*** Extrait de page ***
Il a mis toute son énergie à être élu député, et s’est montré ensuite à l’écoute de ses électeurs, comme le prouve ce dernier volume de sa correspondance où l’on voit le soin qu’il prend à répondre à leurs nombreux courriers. Il se pensait vraiment comme un relais entre sa circonscription et l’Etat. Parlementaire dans l’âme, il considérait que la délibération et la prise de décision collective au sein de la Chambre étaient le meilleur moyen d’aboutir à un consensus pour trouver des solutions utiles à tous.
La démocratie participative avant l’heure, en somme ?
Oui ! Pour Tocqueville, on n’apprend pas la démocratie dans les manuels d’instruction civique ! S’il vivait aujourd’hui, il regarderait avec intérêt l’essor des budgets participatifs et des états généraux ou la tenue d’une convention citoyenne comme celle sur le climat. Il jugeait nécessaire d’associer des experts à la prise de décision des citoyens – les premiers pouvaient, grâce à leur savoir, éclairer les seconds. C’est d’ailleurs ce rôle qu’il a voulu jouer en écrivant De la démocratie en Amérique.
Est-il toujours une référence aux Etats-Unis ?
Oui, et ce depuis toujours, contrairement à la France. Bernard-Henri Lévy raconte une anecdote dans son livre American Vertigo : lors de son périple à travers les Etats-Unis, il s’arrête un moment au bord de la route pour soulager un besoin pressant, ce qui lui vaut d’être interpellé par la police. Il lui a suffi de dire qu’il marchait sur les traces de Tocqueville pour que les agents le laissent filer ! Au-delà du clin d’oeil, l’auteur de De la démocratie en Amérique est enseigné dans les universités. Il est aussi cité par tous les présidents depuis Eisenhower – à l’exception de Donald Trump. Les Etats-Unis voient en lui celui qui a fait l’éloge de la démocratie, de « leur » démocratie.
*** Enregistrements à traiter ***
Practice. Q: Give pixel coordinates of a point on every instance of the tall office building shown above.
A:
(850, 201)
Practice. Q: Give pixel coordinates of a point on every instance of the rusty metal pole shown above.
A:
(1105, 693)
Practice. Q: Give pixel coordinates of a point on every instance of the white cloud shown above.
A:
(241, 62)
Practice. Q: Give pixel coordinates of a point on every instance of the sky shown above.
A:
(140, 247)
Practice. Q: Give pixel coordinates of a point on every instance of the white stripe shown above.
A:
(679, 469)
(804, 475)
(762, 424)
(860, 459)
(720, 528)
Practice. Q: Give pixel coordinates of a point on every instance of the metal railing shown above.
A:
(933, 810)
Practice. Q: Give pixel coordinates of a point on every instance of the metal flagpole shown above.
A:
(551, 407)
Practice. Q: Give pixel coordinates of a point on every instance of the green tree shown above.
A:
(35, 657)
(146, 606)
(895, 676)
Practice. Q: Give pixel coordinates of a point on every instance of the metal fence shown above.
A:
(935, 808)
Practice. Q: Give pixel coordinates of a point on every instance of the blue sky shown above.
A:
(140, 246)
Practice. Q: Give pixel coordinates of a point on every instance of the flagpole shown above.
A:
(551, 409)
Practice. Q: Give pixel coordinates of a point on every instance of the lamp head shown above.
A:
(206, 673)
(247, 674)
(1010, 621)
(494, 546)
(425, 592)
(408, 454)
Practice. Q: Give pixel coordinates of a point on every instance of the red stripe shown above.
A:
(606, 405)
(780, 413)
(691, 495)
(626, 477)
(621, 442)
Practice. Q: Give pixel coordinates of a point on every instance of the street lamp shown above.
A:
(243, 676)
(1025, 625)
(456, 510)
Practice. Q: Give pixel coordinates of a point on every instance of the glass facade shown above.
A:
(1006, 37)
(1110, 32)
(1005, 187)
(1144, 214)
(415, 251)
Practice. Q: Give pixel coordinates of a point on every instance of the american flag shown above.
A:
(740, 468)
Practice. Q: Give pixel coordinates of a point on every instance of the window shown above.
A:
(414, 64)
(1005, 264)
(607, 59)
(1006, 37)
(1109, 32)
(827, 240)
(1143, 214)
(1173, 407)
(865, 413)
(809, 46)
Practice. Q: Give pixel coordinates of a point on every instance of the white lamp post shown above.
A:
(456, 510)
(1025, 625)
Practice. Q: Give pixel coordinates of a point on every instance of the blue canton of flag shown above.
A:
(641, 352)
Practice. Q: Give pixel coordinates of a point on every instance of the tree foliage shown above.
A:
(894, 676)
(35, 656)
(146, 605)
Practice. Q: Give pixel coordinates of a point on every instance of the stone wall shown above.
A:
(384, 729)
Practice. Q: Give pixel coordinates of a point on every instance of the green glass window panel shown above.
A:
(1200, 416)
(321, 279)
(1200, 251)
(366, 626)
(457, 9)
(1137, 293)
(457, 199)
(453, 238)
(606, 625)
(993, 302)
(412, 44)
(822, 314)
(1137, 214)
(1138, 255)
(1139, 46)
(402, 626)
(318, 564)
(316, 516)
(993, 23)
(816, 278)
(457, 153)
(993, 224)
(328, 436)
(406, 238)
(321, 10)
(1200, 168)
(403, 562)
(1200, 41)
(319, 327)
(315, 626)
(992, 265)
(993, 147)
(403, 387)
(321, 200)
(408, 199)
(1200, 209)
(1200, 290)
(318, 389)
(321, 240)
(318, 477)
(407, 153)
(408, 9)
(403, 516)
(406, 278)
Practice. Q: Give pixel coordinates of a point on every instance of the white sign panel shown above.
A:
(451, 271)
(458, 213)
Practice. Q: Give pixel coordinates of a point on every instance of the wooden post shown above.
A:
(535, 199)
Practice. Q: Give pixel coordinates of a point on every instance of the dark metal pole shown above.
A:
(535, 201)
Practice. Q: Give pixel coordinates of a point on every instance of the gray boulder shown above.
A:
***
Actions à mener:
1: Citez mot pour mot le passage de l'extrait sur Tocqueville qui commence à « Il a mis toute » et se termine à « l’heure, en somme ? ».
2: Relevez toutes les lignes des enregistrements qui contiennent la chaîne « post », en tenant compte de la casse.
Le texte et les enregistrements n'ont aucun lien entre eux.

Réponses finales:
1:
Il a mis toute son énergie à être élu député, et s’est montré ensuite à l’écoute de ses électeurs, comme le prouve ce dernier volume de sa correspondance où l’on voit le soin qu’il prend à répondre à leurs nombreux courriers. Il se pensait vraiment comme un relais entre sa circonscription et l’Etat. Parlementaire dans l’âme, il considérait que la délibération et la prise de décision collective au sein de la Chambre étaient le meilleur moyen d’aboutir à un consensus pour trouver des solutions utiles à tous.
La démocratie participative avant l’heure, en somme ?

2:
Practice. Q: Give pixel coordinates of a point on every instance of the white lamp post shown above.
Practice. Q: Give pixel coordinates of a point on every instance of the wooden post shown above.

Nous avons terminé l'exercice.